Set task: Please give the lines of the material below as a numbered list, leaving out blank lines. Begin at the line that contains "of the brick" and stop after the line that contains "Target: man's baseball cap".

Supplied data:
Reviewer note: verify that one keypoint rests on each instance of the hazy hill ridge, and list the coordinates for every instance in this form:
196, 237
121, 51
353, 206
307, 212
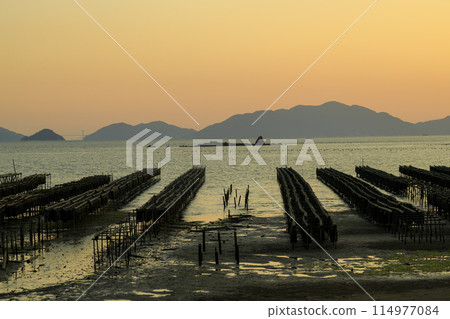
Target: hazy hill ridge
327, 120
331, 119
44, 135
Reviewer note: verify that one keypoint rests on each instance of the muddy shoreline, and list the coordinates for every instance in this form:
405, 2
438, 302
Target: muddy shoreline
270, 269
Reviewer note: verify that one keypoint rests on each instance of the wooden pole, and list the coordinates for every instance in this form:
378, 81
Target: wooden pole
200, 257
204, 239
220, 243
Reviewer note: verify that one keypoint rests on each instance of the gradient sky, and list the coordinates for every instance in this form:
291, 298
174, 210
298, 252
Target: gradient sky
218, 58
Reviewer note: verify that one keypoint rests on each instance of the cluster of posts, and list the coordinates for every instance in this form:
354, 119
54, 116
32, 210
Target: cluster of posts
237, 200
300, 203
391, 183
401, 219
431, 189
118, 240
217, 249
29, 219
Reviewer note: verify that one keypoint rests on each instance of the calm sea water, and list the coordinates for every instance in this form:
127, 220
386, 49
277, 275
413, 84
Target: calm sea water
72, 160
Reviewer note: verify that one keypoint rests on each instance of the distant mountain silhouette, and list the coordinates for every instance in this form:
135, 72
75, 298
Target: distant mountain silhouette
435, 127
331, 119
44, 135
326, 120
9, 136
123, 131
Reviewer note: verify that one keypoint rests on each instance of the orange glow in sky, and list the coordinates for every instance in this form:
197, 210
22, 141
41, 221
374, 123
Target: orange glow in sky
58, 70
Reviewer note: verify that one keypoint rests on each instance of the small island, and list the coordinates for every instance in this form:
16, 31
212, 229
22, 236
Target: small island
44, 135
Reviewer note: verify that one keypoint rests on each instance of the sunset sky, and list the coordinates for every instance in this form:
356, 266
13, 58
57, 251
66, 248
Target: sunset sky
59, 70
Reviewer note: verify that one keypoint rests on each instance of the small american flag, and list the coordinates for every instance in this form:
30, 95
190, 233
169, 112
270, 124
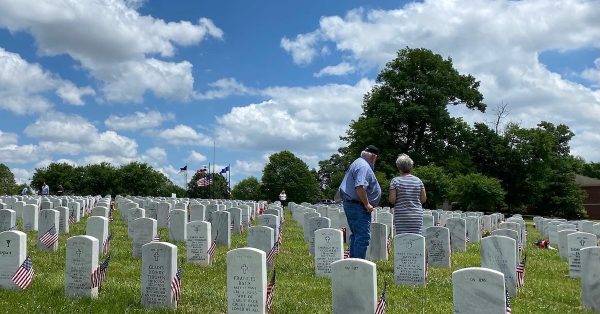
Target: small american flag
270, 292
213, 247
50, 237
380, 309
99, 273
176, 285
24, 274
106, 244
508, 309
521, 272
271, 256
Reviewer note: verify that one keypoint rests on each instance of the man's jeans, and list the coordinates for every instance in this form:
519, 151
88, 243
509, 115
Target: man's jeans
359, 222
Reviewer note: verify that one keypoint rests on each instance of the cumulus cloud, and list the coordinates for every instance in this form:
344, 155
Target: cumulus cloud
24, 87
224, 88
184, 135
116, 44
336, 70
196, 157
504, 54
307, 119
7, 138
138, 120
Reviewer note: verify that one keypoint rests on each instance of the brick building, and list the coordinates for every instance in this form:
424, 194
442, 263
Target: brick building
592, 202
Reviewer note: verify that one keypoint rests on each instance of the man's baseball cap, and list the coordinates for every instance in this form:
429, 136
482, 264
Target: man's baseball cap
...
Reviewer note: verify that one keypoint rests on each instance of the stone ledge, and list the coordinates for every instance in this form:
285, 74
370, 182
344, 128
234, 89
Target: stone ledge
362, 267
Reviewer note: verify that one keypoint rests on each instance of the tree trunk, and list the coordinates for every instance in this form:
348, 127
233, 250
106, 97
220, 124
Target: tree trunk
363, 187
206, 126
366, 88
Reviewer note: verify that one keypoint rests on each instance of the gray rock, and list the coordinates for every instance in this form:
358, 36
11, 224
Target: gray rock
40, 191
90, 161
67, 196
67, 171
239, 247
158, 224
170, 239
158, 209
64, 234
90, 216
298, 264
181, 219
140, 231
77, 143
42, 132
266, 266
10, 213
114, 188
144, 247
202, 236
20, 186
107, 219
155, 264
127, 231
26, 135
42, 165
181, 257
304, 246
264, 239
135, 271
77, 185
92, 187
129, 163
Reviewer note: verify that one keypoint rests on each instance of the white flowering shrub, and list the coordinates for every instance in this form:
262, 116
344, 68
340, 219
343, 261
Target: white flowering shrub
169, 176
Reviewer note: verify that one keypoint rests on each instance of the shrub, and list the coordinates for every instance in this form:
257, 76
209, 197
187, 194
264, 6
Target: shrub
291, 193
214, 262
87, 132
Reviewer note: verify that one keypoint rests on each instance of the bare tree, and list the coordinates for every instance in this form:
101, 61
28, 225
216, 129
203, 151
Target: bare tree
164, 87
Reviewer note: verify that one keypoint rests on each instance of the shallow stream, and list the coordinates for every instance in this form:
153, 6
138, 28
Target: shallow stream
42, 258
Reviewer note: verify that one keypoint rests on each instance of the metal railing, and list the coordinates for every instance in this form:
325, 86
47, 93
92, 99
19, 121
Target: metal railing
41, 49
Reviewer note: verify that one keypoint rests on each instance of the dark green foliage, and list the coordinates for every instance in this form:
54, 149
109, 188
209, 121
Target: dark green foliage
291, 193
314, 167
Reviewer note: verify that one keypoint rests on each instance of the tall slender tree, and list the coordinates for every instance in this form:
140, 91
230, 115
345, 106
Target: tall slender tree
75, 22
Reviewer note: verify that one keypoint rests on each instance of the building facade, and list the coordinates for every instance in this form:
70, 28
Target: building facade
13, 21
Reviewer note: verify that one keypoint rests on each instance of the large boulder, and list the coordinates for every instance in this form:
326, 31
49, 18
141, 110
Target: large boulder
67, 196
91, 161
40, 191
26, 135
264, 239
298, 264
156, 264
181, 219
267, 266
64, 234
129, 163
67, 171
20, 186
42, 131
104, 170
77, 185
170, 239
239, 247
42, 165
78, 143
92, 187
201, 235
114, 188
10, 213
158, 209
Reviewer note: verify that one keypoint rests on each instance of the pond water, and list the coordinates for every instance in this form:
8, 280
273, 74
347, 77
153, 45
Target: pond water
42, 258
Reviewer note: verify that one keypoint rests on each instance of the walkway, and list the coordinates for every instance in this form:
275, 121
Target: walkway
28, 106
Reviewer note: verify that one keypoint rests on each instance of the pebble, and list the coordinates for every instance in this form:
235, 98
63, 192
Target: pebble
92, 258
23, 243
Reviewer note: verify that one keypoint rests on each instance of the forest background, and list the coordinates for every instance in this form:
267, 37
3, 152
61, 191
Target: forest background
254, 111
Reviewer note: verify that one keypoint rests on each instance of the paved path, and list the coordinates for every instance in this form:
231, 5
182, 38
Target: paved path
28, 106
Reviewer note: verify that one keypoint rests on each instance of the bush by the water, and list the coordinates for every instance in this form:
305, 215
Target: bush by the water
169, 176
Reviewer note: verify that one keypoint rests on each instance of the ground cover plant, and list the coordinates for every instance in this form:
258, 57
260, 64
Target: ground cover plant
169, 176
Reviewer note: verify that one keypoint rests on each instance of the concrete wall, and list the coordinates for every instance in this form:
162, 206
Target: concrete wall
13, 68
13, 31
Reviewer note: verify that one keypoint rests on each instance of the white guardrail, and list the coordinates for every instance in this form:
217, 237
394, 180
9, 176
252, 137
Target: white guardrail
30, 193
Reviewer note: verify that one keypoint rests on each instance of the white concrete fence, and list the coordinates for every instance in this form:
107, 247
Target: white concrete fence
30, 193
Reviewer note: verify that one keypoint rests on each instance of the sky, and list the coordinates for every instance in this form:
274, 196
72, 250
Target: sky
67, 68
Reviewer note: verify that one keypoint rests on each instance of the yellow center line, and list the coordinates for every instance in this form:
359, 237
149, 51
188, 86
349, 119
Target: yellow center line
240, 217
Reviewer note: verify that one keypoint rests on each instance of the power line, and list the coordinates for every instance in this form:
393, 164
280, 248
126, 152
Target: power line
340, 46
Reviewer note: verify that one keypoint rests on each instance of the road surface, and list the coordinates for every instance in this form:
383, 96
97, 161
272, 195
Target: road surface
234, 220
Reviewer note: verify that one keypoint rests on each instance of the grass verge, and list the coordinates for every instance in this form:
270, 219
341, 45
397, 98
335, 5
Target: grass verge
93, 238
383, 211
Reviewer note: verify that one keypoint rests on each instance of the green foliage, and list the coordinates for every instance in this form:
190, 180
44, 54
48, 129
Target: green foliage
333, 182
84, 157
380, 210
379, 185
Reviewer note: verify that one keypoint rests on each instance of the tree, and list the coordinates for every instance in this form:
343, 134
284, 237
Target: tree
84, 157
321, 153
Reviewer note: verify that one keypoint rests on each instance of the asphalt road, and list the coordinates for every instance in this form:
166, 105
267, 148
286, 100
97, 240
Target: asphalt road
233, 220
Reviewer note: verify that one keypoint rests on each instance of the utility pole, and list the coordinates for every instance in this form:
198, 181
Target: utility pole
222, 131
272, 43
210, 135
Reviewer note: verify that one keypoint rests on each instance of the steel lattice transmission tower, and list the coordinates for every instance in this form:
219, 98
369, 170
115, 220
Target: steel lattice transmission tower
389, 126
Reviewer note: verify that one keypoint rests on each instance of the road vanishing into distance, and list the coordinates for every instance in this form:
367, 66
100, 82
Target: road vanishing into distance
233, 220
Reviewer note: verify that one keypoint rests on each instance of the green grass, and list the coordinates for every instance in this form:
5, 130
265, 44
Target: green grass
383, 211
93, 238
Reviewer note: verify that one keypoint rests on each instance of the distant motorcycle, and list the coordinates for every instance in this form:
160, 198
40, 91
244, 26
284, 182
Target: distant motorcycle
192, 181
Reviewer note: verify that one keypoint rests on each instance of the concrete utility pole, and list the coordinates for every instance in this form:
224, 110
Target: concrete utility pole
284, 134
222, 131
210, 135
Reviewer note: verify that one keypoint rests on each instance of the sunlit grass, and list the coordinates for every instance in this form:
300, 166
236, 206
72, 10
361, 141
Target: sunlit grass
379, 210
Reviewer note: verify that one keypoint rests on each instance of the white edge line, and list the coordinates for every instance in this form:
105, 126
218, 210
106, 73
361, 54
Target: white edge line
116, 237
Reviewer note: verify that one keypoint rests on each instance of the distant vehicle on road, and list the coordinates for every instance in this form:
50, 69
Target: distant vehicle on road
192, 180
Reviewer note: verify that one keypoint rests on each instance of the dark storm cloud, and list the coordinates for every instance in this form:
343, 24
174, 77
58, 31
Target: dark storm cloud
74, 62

Output:
1. Reviewer note: verify that one keypoint rests on each instance of the brick building, and list the coordinates for every instance in this form:
2. 424, 194
3. 442, 263
4. Target: brick building
5. 592, 202
6. Reviewer note: verify that one keypoint rests on each instance of the man's baseball cap, and list the coordinates for every instance in this form:
7. 429, 136
8. 482, 264
9. Target: man's baseball cap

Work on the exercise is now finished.